Top of Data shown

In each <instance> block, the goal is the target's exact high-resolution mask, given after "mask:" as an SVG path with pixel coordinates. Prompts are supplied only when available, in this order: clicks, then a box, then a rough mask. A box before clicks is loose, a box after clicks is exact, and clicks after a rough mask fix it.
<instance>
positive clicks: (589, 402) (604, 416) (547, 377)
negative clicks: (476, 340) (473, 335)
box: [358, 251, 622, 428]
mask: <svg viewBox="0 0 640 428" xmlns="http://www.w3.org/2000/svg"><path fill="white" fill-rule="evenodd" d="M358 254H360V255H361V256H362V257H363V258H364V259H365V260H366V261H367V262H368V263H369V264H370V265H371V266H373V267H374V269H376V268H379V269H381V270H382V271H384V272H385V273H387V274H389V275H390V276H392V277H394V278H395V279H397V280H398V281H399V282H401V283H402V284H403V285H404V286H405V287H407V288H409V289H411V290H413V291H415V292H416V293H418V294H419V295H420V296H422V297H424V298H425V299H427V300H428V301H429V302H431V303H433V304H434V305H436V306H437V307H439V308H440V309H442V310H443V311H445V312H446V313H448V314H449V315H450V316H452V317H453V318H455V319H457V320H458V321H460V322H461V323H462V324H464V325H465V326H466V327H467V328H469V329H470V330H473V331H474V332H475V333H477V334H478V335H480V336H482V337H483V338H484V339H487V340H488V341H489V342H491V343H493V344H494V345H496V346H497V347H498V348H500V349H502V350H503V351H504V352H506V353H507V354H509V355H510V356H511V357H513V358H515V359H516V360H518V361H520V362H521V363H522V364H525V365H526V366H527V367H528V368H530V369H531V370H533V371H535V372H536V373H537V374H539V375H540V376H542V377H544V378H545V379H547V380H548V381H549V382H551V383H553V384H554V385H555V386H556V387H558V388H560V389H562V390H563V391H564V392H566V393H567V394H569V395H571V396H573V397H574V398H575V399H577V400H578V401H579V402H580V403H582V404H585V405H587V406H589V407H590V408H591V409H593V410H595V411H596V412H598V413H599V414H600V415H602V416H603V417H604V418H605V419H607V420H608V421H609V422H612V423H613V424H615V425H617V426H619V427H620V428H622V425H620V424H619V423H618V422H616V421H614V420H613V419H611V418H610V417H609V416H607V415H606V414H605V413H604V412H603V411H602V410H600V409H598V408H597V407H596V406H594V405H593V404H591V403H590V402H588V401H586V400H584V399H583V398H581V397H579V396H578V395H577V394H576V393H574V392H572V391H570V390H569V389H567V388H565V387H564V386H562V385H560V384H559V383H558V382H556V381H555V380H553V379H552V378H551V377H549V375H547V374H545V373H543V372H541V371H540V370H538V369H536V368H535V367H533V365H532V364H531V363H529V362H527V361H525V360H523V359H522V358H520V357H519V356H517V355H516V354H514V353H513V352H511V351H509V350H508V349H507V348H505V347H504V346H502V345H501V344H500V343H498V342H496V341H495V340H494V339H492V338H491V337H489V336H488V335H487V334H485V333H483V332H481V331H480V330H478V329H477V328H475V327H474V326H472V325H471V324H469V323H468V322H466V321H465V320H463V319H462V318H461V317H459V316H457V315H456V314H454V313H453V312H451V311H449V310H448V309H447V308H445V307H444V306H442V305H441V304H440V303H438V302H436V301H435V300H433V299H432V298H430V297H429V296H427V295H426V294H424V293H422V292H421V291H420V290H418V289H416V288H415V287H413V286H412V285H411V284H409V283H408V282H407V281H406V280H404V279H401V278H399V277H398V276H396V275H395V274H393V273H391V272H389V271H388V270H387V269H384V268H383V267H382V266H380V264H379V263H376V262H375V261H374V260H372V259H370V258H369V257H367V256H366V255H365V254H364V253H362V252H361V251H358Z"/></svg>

Bottom of Data shown

Every line above needs to be retyped exactly.

:: Result below ::
In each <instance> block, the goal is the target's exact high-resolution mask, given after "mask:" as an SVG path with pixel coordinates. Prompts are supplied only when available, in this order: clicks, then a box, then a rough mask. A box before clicks is loose, a box after clicks is exact, and clicks after a rough mask fix it.
<instance>
positive clicks: (589, 402) (604, 416) (547, 377)
negative clicks: (476, 340) (473, 335)
box: [358, 251, 622, 428]
mask: <svg viewBox="0 0 640 428" xmlns="http://www.w3.org/2000/svg"><path fill="white" fill-rule="evenodd" d="M358 254H360V255H361V256H362V257H363V258H364V259H365V260H366V261H367V262H368V263H369V264H370V265H371V266H373V267H374V269H376V268H379V269H381V270H382V271H384V272H385V273H387V274H389V275H390V276H392V277H394V278H395V279H397V280H398V281H399V282H401V283H402V284H403V285H404V286H405V287H407V288H409V289H411V290H413V291H415V292H416V293H418V294H419V295H420V296H422V297H424V298H425V299H427V300H428V301H429V302H431V303H433V304H434V305H436V306H437V307H439V308H440V309H442V310H443V311H445V312H446V313H448V314H449V315H450V316H452V317H453V318H455V319H457V320H458V321H460V322H461V323H462V324H464V325H465V326H466V327H467V328H469V329H470V330H473V331H474V332H475V333H477V334H478V335H480V336H482V337H483V338H484V339H487V340H488V341H489V342H491V343H493V344H494V345H496V346H497V347H498V348H500V349H502V350H503V351H504V352H506V353H507V354H509V355H510V356H511V357H513V358H515V359H516V360H518V361H520V362H521V363H522V364H525V365H526V366H527V367H528V368H530V369H531V370H533V371H535V372H536V373H537V374H539V375H540V376H542V377H544V378H545V379H547V380H548V381H549V382H551V383H553V384H554V385H555V386H556V387H558V388H560V389H562V390H563V391H564V392H566V393H567V394H569V395H571V396H573V397H574V398H575V399H577V400H578V401H579V402H580V403H582V404H585V405H587V406H589V407H590V408H591V409H593V410H595V411H596V412H598V413H599V414H600V415H602V416H603V417H604V418H605V419H607V420H608V421H609V422H612V423H613V424H615V425H617V426H619V427H620V428H622V425H620V424H619V423H618V422H616V421H614V420H613V419H611V418H610V417H609V416H607V415H606V414H605V413H604V412H603V411H602V410H600V409H598V408H597V407H596V406H594V405H593V404H591V403H590V402H588V401H586V400H584V399H583V398H581V397H579V396H578V395H577V394H576V393H574V392H572V391H570V390H569V389H567V388H565V387H564V386H562V385H560V384H559V383H558V382H556V381H555V380H553V379H552V378H551V377H549V375H547V374H545V373H543V372H541V371H540V370H538V369H536V368H535V367H533V365H532V364H531V363H529V362H527V361H525V360H523V359H522V358H520V357H519V356H517V355H516V354H514V353H513V352H511V351H509V350H508V349H507V348H505V347H504V346H502V345H501V344H500V343H498V342H496V341H495V340H494V339H492V338H491V337H489V336H488V335H487V334H485V333H483V332H481V331H480V330H478V329H477V328H475V327H474V326H472V325H471V324H469V323H468V322H466V321H465V320H463V319H462V318H461V317H459V316H457V315H456V314H454V313H453V312H451V311H449V310H448V309H447V308H445V307H444V306H442V305H441V304H440V303H438V302H436V301H435V300H433V299H432V298H430V297H429V296H427V295H426V294H424V293H422V292H421V291H420V290H418V289H416V288H415V287H413V286H412V285H411V284H409V283H408V282H407V281H406V280H404V279H401V278H399V277H398V276H396V275H395V274H393V273H391V272H389V271H388V270H387V269H384V268H383V267H382V266H380V264H379V263H376V262H375V261H374V260H372V259H370V258H369V257H367V256H366V255H365V254H364V253H362V252H361V251H358Z"/></svg>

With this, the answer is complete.